Please reproduce the following material word for word, every line of it.

## Listed records
[Start of section]
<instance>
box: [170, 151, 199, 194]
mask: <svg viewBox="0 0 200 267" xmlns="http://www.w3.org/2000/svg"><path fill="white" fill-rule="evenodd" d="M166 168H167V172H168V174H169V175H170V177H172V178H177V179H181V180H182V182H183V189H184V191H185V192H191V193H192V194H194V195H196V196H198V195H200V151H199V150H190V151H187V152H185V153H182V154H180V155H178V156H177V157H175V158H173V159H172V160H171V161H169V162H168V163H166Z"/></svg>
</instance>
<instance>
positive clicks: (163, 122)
[End of section]
## Solution to the exercise
<instance>
box: [170, 151, 199, 194]
mask: <svg viewBox="0 0 200 267" xmlns="http://www.w3.org/2000/svg"><path fill="white" fill-rule="evenodd" d="M166 168H167V172H168V174H169V175H170V177H172V178H177V179H181V180H182V182H183V189H184V191H185V192H191V193H192V194H194V195H196V196H198V195H200V151H199V150H190V151H187V152H185V153H182V154H180V155H178V156H177V157H175V158H173V159H172V160H171V161H169V162H168V163H166Z"/></svg>
</instance>
<instance>
positive clicks: (163, 122)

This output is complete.